**WHAT YOU ARE ASKED TO DO**
Give all of the lines again exactly as they read.

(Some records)
>> BEGIN

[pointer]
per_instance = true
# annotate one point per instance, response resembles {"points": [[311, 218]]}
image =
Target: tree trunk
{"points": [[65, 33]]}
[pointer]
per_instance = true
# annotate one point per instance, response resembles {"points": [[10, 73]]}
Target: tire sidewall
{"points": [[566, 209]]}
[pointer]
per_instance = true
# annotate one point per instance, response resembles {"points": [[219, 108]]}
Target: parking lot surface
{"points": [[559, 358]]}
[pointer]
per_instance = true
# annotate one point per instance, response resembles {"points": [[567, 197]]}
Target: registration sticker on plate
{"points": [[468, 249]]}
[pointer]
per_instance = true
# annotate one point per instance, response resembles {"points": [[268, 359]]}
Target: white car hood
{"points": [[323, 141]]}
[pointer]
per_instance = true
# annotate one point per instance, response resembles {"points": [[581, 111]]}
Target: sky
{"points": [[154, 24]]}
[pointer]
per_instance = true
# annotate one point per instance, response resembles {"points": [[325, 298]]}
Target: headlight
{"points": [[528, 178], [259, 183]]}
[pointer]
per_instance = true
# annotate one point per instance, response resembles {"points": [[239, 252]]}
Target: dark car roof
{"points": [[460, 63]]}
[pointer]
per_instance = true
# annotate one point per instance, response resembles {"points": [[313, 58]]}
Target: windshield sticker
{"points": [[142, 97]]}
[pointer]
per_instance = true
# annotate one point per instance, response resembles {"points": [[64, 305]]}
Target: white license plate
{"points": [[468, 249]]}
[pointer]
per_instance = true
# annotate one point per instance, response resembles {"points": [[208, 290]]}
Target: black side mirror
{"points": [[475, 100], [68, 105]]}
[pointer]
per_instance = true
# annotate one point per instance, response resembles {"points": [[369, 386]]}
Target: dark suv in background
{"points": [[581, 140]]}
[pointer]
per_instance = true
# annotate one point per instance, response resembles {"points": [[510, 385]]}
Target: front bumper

>> END

**OUTPUT FOR THIS TASK**
[pointer]
per_instance = true
# annotate one point per instance, response resembles {"points": [[311, 218]]}
image =
Target: tree trunk
{"points": [[65, 33]]}
[pointer]
per_instance = true
# annotate one point per instance, response resembles {"points": [[10, 73]]}
Target: tire sidewall
{"points": [[566, 209]]}
[pointer]
per_instance = true
# annotate one point per instance, response resembles {"points": [[219, 108]]}
Target: parking lot surface
{"points": [[559, 358]]}
[pointer]
per_instance = true
# annotate one point per instance, response resembles {"points": [[567, 197]]}
Target: registration sticker on plate
{"points": [[468, 249]]}
[pointer]
per_instance = true
# annotate one point per instance, response resembles {"points": [[268, 359]]}
Target: white car hood
{"points": [[323, 141]]}
[pointer]
per_instance = true
# annotate one point per instance, response resembles {"points": [[581, 111]]}
Target: sky
{"points": [[154, 24]]}
[pointer]
per_instance = true
# annotate one point per instance, response resembles {"points": [[325, 298]]}
Target: headlight
{"points": [[528, 178], [259, 183]]}
[pointer]
per_instance = true
# annotate one point per instance, response resembles {"points": [[239, 252]]}
Target: dark car roof
{"points": [[460, 63]]}
[pointer]
per_instance = true
# annotate one point per instance, response resembles {"points": [[313, 58]]}
Target: windshield sticker
{"points": [[142, 97]]}
[pointer]
per_instance = true
# annotate one point per instance, response resembles {"points": [[64, 305]]}
Target: white license plate
{"points": [[468, 249]]}
[pointer]
per_instance = true
# annotate one point per instance, response resembles {"points": [[208, 290]]}
Target: black side mirror
{"points": [[475, 100], [68, 105]]}
[pointer]
per_instance = true
# annotate one point per instance, response resembles {"points": [[369, 386]]}
Target: dark suv in background
{"points": [[581, 140]]}
[pointer]
per_instance = true
# annotate one point per instance, response resembles {"points": [[510, 385]]}
Target: front bumper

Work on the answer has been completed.